**What is being asked:** Could you print all of the material below back out line for line, without changing anything?

** start of Dataset entries **

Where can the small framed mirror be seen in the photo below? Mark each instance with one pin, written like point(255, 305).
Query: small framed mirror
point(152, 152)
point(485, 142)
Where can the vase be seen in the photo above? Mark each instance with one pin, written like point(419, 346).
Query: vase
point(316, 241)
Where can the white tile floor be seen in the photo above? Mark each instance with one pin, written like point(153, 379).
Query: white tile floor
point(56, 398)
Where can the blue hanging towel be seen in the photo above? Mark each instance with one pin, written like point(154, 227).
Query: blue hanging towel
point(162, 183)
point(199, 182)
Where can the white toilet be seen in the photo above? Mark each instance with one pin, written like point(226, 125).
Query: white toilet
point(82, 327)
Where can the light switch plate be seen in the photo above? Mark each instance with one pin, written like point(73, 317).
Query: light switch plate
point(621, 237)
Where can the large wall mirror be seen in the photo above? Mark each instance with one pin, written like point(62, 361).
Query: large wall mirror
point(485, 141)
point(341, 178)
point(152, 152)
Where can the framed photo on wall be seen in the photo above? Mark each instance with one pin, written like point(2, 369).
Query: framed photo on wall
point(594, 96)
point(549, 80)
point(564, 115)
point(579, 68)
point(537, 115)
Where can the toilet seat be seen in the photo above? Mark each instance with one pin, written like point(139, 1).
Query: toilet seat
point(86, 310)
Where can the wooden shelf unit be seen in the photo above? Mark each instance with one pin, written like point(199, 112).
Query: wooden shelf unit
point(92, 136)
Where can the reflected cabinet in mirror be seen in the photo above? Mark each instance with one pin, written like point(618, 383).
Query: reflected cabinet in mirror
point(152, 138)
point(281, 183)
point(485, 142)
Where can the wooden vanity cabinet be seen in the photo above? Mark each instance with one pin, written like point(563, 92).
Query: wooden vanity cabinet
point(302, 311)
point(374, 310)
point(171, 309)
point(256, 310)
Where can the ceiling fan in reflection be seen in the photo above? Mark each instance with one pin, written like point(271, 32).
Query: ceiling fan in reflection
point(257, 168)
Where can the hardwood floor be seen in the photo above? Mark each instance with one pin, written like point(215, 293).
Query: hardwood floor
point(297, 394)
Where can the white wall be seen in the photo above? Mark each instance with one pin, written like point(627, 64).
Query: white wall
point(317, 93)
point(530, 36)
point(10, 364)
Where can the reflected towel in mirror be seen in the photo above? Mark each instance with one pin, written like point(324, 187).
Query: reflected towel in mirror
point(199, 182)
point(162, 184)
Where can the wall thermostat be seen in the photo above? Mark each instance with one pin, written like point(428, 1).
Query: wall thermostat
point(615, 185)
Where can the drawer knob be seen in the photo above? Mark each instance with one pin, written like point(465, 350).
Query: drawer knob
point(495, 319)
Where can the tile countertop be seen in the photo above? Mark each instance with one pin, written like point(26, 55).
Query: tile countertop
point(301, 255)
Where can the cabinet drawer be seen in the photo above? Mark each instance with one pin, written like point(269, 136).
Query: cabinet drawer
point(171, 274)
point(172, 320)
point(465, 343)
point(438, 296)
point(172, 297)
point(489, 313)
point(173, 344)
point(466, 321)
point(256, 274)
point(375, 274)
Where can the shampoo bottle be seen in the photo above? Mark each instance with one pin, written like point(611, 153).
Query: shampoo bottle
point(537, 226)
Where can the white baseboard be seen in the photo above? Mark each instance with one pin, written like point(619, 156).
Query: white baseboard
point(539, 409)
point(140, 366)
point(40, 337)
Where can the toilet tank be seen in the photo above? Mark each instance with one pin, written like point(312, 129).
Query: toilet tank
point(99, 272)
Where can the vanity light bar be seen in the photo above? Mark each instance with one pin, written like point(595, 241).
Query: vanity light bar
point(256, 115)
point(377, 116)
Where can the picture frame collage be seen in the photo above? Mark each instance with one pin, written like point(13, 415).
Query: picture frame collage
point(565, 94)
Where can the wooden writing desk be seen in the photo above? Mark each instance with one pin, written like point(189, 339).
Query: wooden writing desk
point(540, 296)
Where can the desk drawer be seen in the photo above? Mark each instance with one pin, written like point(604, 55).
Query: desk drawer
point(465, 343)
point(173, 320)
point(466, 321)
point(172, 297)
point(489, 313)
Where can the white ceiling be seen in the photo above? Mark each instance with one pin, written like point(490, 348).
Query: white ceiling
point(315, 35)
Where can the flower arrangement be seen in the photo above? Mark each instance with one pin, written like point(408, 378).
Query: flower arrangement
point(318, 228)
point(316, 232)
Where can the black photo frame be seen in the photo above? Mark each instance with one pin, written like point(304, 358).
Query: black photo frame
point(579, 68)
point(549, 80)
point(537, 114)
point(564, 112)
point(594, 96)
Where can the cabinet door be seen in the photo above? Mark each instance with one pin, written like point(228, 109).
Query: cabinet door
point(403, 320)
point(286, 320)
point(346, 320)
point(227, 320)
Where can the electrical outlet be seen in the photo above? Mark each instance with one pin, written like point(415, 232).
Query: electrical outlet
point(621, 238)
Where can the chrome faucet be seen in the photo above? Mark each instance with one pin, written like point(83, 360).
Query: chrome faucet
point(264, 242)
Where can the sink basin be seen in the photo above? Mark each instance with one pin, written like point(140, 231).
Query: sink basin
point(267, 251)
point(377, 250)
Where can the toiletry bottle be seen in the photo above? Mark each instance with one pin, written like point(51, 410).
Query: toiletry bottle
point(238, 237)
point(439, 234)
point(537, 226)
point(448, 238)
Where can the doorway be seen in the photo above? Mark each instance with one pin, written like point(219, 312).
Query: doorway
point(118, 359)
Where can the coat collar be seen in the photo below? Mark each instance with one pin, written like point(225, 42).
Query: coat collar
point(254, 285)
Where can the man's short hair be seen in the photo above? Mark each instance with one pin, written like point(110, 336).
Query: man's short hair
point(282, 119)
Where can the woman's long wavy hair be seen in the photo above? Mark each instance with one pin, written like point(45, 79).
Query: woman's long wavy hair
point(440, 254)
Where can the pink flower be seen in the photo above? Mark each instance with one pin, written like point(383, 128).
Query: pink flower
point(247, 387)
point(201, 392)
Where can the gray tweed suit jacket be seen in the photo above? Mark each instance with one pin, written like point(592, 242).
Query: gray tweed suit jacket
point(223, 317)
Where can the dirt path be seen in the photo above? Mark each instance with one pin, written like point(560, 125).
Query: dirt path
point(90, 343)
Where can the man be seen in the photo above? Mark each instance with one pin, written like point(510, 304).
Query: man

** end of Dataset entries **

**Expected output:**
Where can the small framed mirror be seen in the photo below? Mark each instance with one pin, written like point(255, 305).
Query: small framed mirror
point(152, 152)
point(485, 142)
Where can the vase be seen in the photo above? Mark each instance with one pin, written like point(419, 346).
Query: vase
point(316, 241)
Where can the white tile floor be seen in the photo above? Mark each instance with one pin, written like point(153, 379).
Query: white tile floor
point(56, 398)
Where can the blue hanging towel be seen in the photo above? Mark each instance with one pin, written like point(154, 227).
Query: blue hanging towel
point(162, 183)
point(199, 182)
Where can the white toilet be seen in the photo above? Mark each instance with one pin, written like point(226, 125).
Query: white toilet
point(82, 327)
Where can the light switch plate be seen in the photo above? Mark each instance with one pin, written like point(73, 317).
Query: light switch plate
point(621, 237)
Where can the large wall mirror be seen in the photo above? Mark each instance with one pin, written like point(62, 361).
Query: large wall mirror
point(485, 141)
point(341, 178)
point(152, 152)
Where can the framed photo on wall be seen in the photo above? Mark each instance with one pin, written like point(2, 369).
Query: framed photo on wall
point(594, 96)
point(549, 80)
point(564, 115)
point(579, 68)
point(537, 115)
Where can the toilet seat be seen in the photo above? Mark each instance with one pin, written like point(139, 1).
Query: toilet seat
point(86, 310)
Where can the wooden shelf unit be seen in the photo above? Mark each instance with one pin, written like point(199, 112).
Query: wooden shelf unit
point(92, 136)
Where can the reflected cabinet in mirror be seen in the photo above? Mark each instance with one pin, written like point(618, 383).
Query: reflected cabinet in mirror
point(152, 138)
point(281, 183)
point(485, 142)
Where can the wooden vanity cabinet be seen in the photo above? Mark each instance with one pin, written like point(563, 92).
Query: wooden vanity cabinet
point(302, 311)
point(374, 310)
point(171, 309)
point(256, 310)
Where can the ceiling fan in reflection be seen in the photo above? Mark each instance with one pin, written like point(271, 32).
Query: ceiling fan in reflection
point(257, 168)
Where can the hardwood floor be seen in the photo above? Mark each instance with one pin, written like point(215, 293).
Query: hardwood floor
point(297, 394)
Where can the white wall be seen in the photo above? Mark each instance with one pin, written like point(627, 64).
Query: white wall
point(317, 93)
point(530, 36)
point(10, 364)
Where can the reflected towel in mirror be seen in the photo above? Mark each instance with one pin, written like point(324, 187).
Query: reflected towel in mirror
point(199, 182)
point(162, 184)
Where can the wall thermostat be seen in the photo above? Mark each instance with one pin, written like point(428, 1).
Query: wall thermostat
point(615, 185)
Where can the drawer knob be seen in the photo above? Mark each instance with one pin, written like point(465, 350).
Query: drawer knob
point(495, 319)
Where can the tile countertop be seen in the photo above? Mark each instance with one pin, written like point(26, 55).
Query: tile countertop
point(301, 255)
Where can the cabinet drawer be seen in the photo above? Mark each instance with one pin, written like point(269, 136).
Query: cabinet drawer
point(171, 274)
point(172, 320)
point(465, 343)
point(438, 296)
point(172, 297)
point(489, 313)
point(173, 344)
point(466, 321)
point(256, 274)
point(375, 274)
Where can the shampoo bottle be seen in the photo above? Mark each instance with one pin, written like point(611, 153).
Query: shampoo bottle
point(537, 226)
Where can the white baseboard be seen in the photo above? Mark each instance with one pin, written like point(619, 156).
Query: white baseboard
point(539, 409)
point(140, 366)
point(40, 337)
Where can the toilet tank be seen in the photo above? Mark each instance with one pin, written like point(312, 129).
Query: toilet tank
point(99, 272)
Where can the vanity light bar be seen in the photo above? Mark each instance with one pin, written like point(595, 241).
Query: vanity light bar
point(256, 115)
point(377, 116)
Where can the picture frame collage be seen in the photo above? Mark each instance with one pin, written like point(13, 415).
Query: picture frame collage
point(565, 94)
Where can the wooden writing desk be seen in the photo above? Mark each instance with one pin, written like point(189, 339).
Query: wooden writing desk
point(540, 296)
Where can the desk drawer be seen in the photo above? Mark each instance with one pin, written like point(604, 55).
Query: desk drawer
point(465, 343)
point(173, 320)
point(466, 321)
point(172, 297)
point(489, 313)
Where can the white ceiling be seen in the photo above? Mark each instance with one pin, written like point(490, 348).
Query: white ceiling
point(315, 35)
Where can the flower arrangement be seen in the photo above? Mark each instance with one pin, written like point(408, 378).
Query: flower arrangement
point(318, 228)
point(316, 232)
Where can the black photo frame be seen in the photo above? Mark each instance with one pin, written like point(304, 358).
Query: black photo frame
point(579, 68)
point(549, 80)
point(537, 114)
point(564, 112)
point(594, 96)
Where can the cabinet door be seen in the photo above? Mark each instance with one pin, written like point(228, 109).
Query: cabinet door
point(403, 320)
point(286, 320)
point(346, 320)
point(227, 320)
Where can the electrical outlet be seen in the photo above? Mark each instance with one pin, written like point(415, 232).
Query: electrical outlet
point(621, 238)
Where can the chrome faucet be seen in the photo above? Mark each instance with one pin, written like point(83, 360).
Query: chrome faucet
point(264, 242)
Where can the sink basin be seen in the photo above? Mark each instance with one pin, written like point(140, 231).
Query: sink basin
point(267, 251)
point(377, 250)
Where can the toiletry bottle be seen in the photo above? Mark each instance with one pin, written like point(51, 410).
Query: toiletry bottle
point(238, 237)
point(439, 234)
point(537, 226)
point(448, 238)
Where can the doorway be seen in the photo above? Mark each instance with one pin, written like point(219, 312).
Query: doorway
point(118, 359)
Where can the coat collar be seen in the photo below? Mark each instance with one pin, written like point(225, 42).
Query: coat collar
point(254, 285)
Where can the man's short hair be seen in the photo above? Mark each instance with one pin, written like point(110, 336).
Query: man's short hair
point(282, 119)
Where can the woman's long wavy hair be seen in the photo above? Mark each instance with one pin, written like point(45, 79).
Query: woman's long wavy hair
point(440, 254)
Where can the pink flower be seen in the photo above? Mark each instance with one pin, written like point(383, 128).
Query: pink flower
point(247, 387)
point(201, 392)
Where can the gray tweed suit jacket be seen in the photo above? Mark each instance with one pin, written like point(592, 242).
Query: gray tweed suit jacket
point(223, 317)
Where can the dirt path be seen in the photo above? Mark each instance with one pin, written like point(560, 125).
Query: dirt path
point(90, 343)
Where can the man be seen in the photo above? Mark each instance with one pin, written like point(510, 304).
Query: man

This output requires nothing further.